_WHAT NEEDS TO BE DONE_: Offset every coordinate in the answers of the records below by adding 19 to each number, and write out all of their lines again, requests included.

Point placement records

== == ==

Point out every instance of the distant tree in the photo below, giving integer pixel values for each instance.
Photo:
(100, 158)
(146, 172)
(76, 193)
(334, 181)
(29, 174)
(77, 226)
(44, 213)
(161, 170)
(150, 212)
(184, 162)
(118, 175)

== == ==

_CORRECT ANSWER_:
Point out every instance of the distant tree in the photo below, giving integer pixel values for each instance.
Photo:
(119, 177)
(165, 191)
(95, 212)
(353, 200)
(48, 193)
(96, 245)
(63, 232)
(180, 189)
(169, 231)
(203, 181)
(137, 194)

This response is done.